Texte fourni:
Le chômage reste une grande problématique au Burundi. Pour répondre à ce défi, les politiques publiques se sont historiquement orientées vers la formation des jeunes. Si ces initiatives ont leur mérite, elles suscitent également des questions cruciales : l’approche actuelle est-elle efficace ? Est-il temps de réorienter les priorités vers des projets plus concrets, capables de générer des milliers d’emplois directs ? À la veille de la table ronde des partenaires au développement et des investisseurs privés prévue les 5 et 6 décembre 2024, ces interrogations méritent une attention particulière.
Au-delà des slogans et des programmes, le Burundi a besoin de résultats tangibles qui transforment la vie de ses citoyens. Les politiques de lutte contre le chômage au Burundi semblent largement centrées sur la formation théorique. Objectif: doter les jeunes de compétences nécessaires pour entreprendre ou s’insérer dans le marché du travail.
Les formations, bien que nécessaires, sont parfois perçues comme des vitrines de propagande où certaines autorités/organisations cherchent davantage à démontrer leur engagement qu’à résoudre des problèmes structurels.

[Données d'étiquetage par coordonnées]

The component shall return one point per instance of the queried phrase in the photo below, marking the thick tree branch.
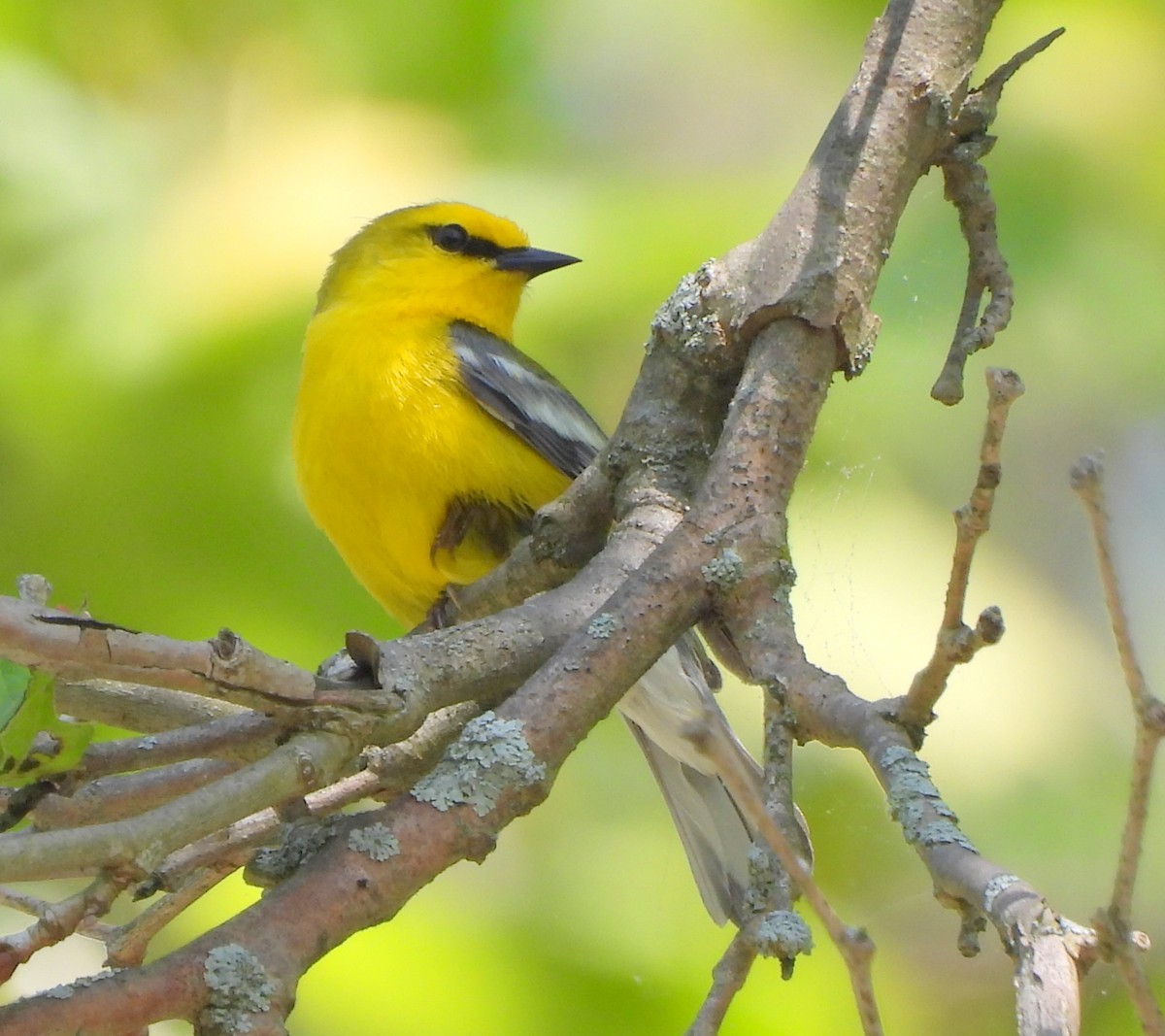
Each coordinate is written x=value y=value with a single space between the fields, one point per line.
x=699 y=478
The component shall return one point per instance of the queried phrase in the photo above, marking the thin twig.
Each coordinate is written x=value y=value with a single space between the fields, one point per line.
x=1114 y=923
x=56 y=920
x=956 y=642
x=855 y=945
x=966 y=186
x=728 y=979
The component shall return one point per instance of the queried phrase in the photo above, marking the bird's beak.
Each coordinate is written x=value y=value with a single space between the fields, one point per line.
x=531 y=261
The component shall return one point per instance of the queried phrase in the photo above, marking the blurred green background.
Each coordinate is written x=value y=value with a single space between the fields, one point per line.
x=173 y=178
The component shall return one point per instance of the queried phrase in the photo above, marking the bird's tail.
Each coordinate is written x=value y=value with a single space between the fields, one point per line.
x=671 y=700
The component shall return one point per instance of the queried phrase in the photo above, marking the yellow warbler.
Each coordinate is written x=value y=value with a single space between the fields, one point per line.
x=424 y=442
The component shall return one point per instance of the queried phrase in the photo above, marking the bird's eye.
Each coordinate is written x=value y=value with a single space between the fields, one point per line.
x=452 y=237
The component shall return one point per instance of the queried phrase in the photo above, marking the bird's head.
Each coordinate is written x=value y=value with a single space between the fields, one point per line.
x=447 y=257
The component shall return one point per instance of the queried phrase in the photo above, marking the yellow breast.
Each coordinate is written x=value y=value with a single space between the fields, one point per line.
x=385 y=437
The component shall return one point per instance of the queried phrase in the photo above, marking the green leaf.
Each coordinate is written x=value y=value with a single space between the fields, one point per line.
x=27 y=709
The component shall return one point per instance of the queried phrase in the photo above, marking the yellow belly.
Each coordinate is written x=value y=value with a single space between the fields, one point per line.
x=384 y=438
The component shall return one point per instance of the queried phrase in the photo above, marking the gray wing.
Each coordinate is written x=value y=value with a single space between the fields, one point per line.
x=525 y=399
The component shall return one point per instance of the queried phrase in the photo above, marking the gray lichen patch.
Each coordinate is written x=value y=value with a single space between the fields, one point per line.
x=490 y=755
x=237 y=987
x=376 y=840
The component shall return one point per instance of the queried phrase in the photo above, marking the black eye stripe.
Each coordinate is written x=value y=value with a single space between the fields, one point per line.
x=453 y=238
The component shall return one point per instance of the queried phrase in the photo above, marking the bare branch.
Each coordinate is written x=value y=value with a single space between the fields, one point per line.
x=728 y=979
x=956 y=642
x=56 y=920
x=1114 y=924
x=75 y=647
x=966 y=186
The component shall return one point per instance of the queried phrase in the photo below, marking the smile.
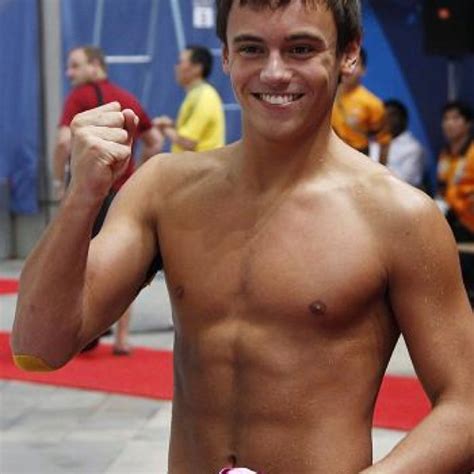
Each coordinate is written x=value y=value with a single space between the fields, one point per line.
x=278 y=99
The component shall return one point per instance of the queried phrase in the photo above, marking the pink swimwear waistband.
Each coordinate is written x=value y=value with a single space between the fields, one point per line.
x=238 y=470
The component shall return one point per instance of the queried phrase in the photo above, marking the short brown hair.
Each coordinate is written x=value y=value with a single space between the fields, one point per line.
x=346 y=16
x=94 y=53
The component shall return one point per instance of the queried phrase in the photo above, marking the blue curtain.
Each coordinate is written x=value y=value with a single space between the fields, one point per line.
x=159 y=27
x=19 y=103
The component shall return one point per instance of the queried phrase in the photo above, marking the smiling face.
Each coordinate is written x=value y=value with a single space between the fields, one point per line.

À réaliser:
Pour chacune des affirmations ci-dessous, indiquez par oui ou par non si elle concorde avec le texte sur le chômage au Burundi, en citant les mots du texte qui permettent de trancher.
1. La table ronde des partenaires au développement et des investisseurs privés doit se tenir en décembre 2024.
2. Les politiques de lutte contre le chômage au Burundi semblent surtout axées sur des projets concrets créateurs d'emplois directs.
3. Le texte considère les formations comme inutiles.

Réponse correcte:
1. Oui : « prévue les 5 et 6 décembre 2024 ».
2. Non : « semblent largement centrées sur la formation théorique ».
3. Non : « bien que nécessaires ».